• [Exercise directions]
Reproduce the lines between the one holding "QA review pass — verify and re-annotate every large leafy" and the one holding "515, 318, 614, 378", inclusive, renaming "large leafy tree" as "broadleaf tree" and leaving everything else unchanged.

• [Records from a data collection]

- - -

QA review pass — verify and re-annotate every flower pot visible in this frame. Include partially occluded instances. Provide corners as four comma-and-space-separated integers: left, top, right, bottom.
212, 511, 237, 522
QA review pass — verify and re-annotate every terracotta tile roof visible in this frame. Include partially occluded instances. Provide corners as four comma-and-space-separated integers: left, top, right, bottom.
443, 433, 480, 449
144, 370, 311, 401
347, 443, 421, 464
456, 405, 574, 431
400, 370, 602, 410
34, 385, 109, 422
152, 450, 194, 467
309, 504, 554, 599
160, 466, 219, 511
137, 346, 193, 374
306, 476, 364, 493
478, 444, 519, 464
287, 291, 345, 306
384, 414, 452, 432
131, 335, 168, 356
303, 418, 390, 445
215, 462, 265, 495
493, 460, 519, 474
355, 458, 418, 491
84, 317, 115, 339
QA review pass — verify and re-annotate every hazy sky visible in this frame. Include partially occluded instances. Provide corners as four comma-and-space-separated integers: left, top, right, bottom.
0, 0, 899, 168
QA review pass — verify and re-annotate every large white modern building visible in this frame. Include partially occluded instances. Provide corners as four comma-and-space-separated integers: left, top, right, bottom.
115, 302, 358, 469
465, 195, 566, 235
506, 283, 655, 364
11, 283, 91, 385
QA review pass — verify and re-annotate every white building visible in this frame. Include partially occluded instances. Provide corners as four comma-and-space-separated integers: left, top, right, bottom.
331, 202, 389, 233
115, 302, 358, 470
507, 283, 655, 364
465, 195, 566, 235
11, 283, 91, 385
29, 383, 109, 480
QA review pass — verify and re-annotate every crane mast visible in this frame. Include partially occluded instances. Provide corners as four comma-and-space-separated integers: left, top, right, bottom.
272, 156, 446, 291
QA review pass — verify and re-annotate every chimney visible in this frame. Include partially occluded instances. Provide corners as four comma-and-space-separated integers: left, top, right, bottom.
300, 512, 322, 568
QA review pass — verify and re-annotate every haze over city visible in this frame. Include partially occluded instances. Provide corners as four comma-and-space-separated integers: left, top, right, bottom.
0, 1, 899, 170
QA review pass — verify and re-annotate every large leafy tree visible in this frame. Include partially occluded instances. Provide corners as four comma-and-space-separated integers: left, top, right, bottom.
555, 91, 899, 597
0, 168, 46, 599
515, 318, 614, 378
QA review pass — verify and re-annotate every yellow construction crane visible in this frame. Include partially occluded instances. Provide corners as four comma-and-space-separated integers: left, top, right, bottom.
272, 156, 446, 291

- - -

• [Written solution]
QA review pass — verify and re-annotate every broadleaf tree visible in this frame. Include partially occluded instances. Provide corners as four comma-and-space-separated integers: left, top, right, bottom.
555, 91, 899, 597
0, 168, 46, 599
515, 318, 614, 378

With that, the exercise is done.